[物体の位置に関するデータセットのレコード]

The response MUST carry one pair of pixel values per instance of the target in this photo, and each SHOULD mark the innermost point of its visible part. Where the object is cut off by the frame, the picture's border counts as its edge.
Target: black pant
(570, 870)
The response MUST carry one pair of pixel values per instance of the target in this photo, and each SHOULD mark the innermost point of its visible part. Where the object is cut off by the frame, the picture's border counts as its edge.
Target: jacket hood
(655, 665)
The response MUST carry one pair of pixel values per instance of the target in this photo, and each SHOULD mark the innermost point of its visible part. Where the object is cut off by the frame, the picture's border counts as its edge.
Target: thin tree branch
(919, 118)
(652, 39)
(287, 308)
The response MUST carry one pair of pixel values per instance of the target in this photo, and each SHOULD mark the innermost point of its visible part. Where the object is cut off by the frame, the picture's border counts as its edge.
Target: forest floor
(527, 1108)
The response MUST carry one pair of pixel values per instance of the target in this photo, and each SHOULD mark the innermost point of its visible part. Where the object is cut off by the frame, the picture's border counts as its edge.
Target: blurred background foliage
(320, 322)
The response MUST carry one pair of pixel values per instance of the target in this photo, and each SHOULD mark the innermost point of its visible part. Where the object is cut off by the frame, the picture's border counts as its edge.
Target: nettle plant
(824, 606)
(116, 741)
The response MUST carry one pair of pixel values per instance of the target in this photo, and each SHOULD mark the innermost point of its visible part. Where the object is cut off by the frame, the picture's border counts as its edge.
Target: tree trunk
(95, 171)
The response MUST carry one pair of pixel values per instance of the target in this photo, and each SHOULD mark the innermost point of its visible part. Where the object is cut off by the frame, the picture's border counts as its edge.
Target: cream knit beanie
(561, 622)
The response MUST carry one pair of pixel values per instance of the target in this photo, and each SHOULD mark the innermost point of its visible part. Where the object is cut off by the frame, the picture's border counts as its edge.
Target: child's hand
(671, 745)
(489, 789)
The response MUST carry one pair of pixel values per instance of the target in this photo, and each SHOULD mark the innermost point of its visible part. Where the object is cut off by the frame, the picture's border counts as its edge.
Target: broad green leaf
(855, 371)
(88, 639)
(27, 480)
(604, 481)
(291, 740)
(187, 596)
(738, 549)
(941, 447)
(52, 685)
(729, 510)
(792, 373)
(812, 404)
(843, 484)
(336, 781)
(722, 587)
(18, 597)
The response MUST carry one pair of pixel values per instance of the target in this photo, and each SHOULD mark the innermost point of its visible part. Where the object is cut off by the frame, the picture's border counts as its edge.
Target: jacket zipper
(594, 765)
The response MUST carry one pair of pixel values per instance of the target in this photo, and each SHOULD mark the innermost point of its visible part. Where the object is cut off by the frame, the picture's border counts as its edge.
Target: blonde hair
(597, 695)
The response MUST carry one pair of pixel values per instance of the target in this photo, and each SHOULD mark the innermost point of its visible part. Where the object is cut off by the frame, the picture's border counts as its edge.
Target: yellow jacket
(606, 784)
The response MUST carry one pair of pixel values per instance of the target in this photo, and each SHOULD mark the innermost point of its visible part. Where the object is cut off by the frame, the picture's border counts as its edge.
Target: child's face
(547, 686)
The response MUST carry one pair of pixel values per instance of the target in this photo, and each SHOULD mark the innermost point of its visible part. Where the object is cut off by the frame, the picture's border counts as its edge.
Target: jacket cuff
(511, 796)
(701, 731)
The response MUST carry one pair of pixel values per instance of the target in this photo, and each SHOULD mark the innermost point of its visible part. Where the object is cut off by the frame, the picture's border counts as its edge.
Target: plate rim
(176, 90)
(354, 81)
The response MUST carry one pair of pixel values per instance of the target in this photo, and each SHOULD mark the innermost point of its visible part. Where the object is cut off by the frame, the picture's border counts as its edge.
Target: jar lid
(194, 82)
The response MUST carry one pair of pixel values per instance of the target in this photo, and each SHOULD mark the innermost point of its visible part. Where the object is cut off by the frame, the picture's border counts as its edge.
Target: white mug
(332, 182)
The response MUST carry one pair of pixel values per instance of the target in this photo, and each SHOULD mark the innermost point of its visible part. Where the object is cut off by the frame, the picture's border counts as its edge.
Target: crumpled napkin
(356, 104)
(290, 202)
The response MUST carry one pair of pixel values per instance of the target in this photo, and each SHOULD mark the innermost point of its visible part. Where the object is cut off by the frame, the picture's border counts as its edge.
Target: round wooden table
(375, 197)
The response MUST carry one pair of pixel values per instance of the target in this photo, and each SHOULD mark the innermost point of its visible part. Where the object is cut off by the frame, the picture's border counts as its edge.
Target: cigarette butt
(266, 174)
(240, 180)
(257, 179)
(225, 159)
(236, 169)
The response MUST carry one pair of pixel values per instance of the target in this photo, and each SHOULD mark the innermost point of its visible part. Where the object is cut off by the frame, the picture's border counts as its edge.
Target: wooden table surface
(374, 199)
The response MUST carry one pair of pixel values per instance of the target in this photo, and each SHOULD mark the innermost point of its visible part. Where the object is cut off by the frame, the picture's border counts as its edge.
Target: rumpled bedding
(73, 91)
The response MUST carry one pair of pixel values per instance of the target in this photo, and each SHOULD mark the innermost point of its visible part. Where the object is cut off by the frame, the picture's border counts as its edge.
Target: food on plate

課題 »
上のデータの先頭から始めて「(527, 1108)」を含む行で終わる範囲（両端を含む）を、空行を除き、行番号の列「番号」と行の列「行」からなるMarkdownの表に書き直してください。

解答 »
| 番号 | 行 |
|---|---|
| 1 | The response MUST carry one pair of pixel values per instance of the target in this photo, and each SHOULD mark the innermost point of its visible part. Where the object is cut off by the frame, the picture's border counts as its edge. |
| 2 | Target: black pant |
| 3 | (570, 870) |
| 4 | The response MUST carry one pair of pixel values per instance of the target in this photo, and each SHOULD mark the innermost point of its visible part. Where the object is cut off by the frame, the picture's border counts as its edge. |
| 5 | Target: jacket hood |
| 6 | (655, 665) |
| 7 | The response MUST carry one pair of pixel values per instance of the target in this photo, and each SHOULD mark the innermost point of its visible part. Where the object is cut off by the frame, the picture's border counts as its edge. |
| 8 | Target: thin tree branch |
| 9 | (919, 118) |
| 10 | (652, 39) |
| 11 | (287, 308) |
| 12 | The response MUST carry one pair of pixel values per instance of the target in this photo, and each SHOULD mark the innermost point of its visible part. Where the object is cut off by the frame, the picture's border counts as its edge. |
| 13 | Target: forest floor |
| 14 | (527, 1108) |